- **Görev Kümesi**:
A - Kayıtların başından başlayıp "column 350, row 121" ifadesini içeren satırla biten bölümü, "green blurred background" ifadesini "blurry green backdrop" ile değiştirerek yeniden yazın; geri kalan her şey aynen kalsın.
B - Obama'nın dış politika tavrını konu alan metni kaldığı noktadan devam ettirin.

---------- Kaynak Belge ----------

Amerika’nın yeni Demokrat Başkanı Barack Obama’dan dünya çapında beklentisi bulunmayan hiç bir ülke yokken yeni lider bugüne kadarki mesajlarıyla pek çok konuda çok bilinmeyenli denklem misali. Uzmanlar dış politikasını gelişmelerin biçimlendireceğine dikkat çekerken, önceki mesajlardan yola çıkıldığında dünya çapında önemli başlıklara dair tavrı şöyle:
AVRUPA: Tek taraflı yerine çok taraflı diplomasiye özen göstermesi beklenen Obama’nın Avrupalılarla Bush yönetiminin açtığı yaraları sarması bekleniyor. Ancak mali kriz yüzünden olası korumacı politikalarının yaşlı kıtayla sorun yaratabileceği belirtiliyor. Bu yüzden Avrupalı liderler Obama’yı başta mali kriz olmak üzere her konuda ortak hareket etmeye çağırıyor.
IRAK: Irak savaşına karşı çıkan Obama Amerikan askerlerinin mümkün olan en kısa sürede bu ülkeden çıkmasını sağlayacağını söyledi. Askeri komutanların Irak’tan ayda bir ya da iki alayın çekilebileceği görüşüne dayanarak 16 aylık takvim uyarınca 2010 ortalarında çekilme öngörüyor. Kısmi bir güç, direnişe karşı Irak hükümetine yardım için bırakılacak ancak Obama Irak’ta kalıcı üsse karşı çıkmıştı. Bunun yerine Irak hükümetine gerçek bir siyasi uyumun sağlanması için baskı yapılması ile bölgede istikrar için yardım eli uzatmalarını sağlamak üzere komşuları nezdinde diplomatik inisiyatif öngörüyor.
İRAN: İran, Amerika’nın bölgede önem verdiği her konunun göbeğinde yer alıyor: Irak, Lübnan, nükleer silahsızlanma, Arap-İsrail barışı... Obama önce ABD’ye de bölgeye de ciddi bir tehdit olduğunu belirtmekle birlikte İran’da önkoşulsuz diyalog başlatmaktan yana olduğunu söyleyip Cumhurbaşkanı Mahmud Ahmedinejad’la bile görüşeceğini belirtti sonra fikir değiştirip müzakerelerin düşük düzeyde başlayabileceğini ortaya attı. Adaylığı kesinleştikten sonra Yahudi lobisi kuruluşu AIPAC’taki konuşmasında ‘gerekirse’ İran’a karşı askeri harekata girişmekten çekinmeyeceğini de vurguladı. İran’a ‘nükleer programını bırakması’ ve ‘terörizme desteğini’ çekmesi karşılığında Dünya Ticaret Örgütü üyeliği, ekonomik yatırımlar ve diplomatik ilişkileri normalleştirme gibi teşvikler önermeyi ortaya attı.

---------- Veri Kümesi İçeriği ----------

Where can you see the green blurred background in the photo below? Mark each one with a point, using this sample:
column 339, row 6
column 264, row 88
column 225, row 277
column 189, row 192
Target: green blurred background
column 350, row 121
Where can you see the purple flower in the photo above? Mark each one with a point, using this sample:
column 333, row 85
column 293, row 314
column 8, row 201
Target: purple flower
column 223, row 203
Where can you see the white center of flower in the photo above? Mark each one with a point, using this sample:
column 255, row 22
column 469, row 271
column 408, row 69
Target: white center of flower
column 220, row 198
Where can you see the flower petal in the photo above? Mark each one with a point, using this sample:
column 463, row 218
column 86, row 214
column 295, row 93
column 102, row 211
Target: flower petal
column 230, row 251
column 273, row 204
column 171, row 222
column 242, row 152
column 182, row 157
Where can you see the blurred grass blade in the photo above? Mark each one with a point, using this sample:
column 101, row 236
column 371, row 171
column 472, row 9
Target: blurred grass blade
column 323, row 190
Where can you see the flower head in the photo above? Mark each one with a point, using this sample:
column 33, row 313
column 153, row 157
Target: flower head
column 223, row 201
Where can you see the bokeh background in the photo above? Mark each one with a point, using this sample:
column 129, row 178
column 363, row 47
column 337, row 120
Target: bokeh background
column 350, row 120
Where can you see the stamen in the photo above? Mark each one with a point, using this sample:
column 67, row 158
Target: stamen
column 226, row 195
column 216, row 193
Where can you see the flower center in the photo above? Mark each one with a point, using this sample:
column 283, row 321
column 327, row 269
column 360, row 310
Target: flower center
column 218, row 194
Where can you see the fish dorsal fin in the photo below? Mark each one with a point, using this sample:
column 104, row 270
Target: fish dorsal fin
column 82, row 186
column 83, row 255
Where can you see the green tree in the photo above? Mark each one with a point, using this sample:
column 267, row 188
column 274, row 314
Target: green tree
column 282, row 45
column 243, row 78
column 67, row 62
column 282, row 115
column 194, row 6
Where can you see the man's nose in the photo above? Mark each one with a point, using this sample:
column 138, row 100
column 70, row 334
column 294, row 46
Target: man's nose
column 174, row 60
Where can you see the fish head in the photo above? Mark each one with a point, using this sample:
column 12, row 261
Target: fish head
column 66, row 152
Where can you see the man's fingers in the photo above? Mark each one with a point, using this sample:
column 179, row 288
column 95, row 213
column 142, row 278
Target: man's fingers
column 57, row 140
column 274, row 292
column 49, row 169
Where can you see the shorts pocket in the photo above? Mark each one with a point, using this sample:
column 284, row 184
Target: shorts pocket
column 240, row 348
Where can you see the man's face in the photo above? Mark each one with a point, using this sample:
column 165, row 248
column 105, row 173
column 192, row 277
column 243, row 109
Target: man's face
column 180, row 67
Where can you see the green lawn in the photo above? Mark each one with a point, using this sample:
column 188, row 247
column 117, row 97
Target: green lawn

----------

- **Görev Yanıtları**:
A -
Where can you see the blurry green backdrop in the photo below? Mark each one with a point, using this sample:
column 339, row 6
column 264, row 88
column 225, row 277
column 189, row 192
Target: blurry green backdrop
column 350, row 121

B -
AFGANİSTAN VE PAKİSTAN: Terörle mücadele için asıl Afganistan’a ve Pakistan’a odaklanılmasından yana. Irak’tan çekilecek askerlerle Afganistan’daki 32 bin Amerikan askerine 7 bin asker ekleme sözünü verdi. Kaide ve Taliban’a karşı Pakistan’ın aşiretler bölgesine Bush’un ‘önleyici saldırı’ taktiği uyarınca saldırılar düzenlenmesini istiyor. Müttefik ülkelerden daha fazla destek talep etmesi bekleniyor.
İSRAİL-FİLİSTİN SORUNU: Ona göre İsrail’e bağlılık sorgulanamaz. Hamas ve Hizbullah gibi örgütleri ‘terörist’ diye niteleyor ve İsrail devletinin Yahudi kimliğini tanımayana ve ‘terörizmi reddetmelerine’ kadar tecritinden yana. İşgal topraklarında bulunan Yahudi yerleşimlerini barış sürecine yardımcı olmadığı şeklinde eleştirse de Filistinli mültecilerin bir gün topraklarına geri dönüş haklarını reddidiyor.
RUSYA: Rusya’ya karşı daha temkinli duruyor. Ağustos’ta Gürcistan’ın Güney Osetya’ya saldırısıyla başlayan savaşta Rusya misilleme yaptığı için Cumhuriyetçi rakibi John McCain Moskova’nın G8’den atılmasını istemişken, Obama, olayı ‘Rus saldırganlığı’ diye niteleyip kınasa da Tiflis’in de savaşı başlatarak büyük hata yaptığını belirtmişti. Obama daha şeffaf ve demokratik yönelik için Rusya’ya baskı yapılmasını destekliyor. Daha temkinli dursa da kısa süre önce Rusya için ‘yeniden dirilen sadırgan Rusya’ tabirini kullandı.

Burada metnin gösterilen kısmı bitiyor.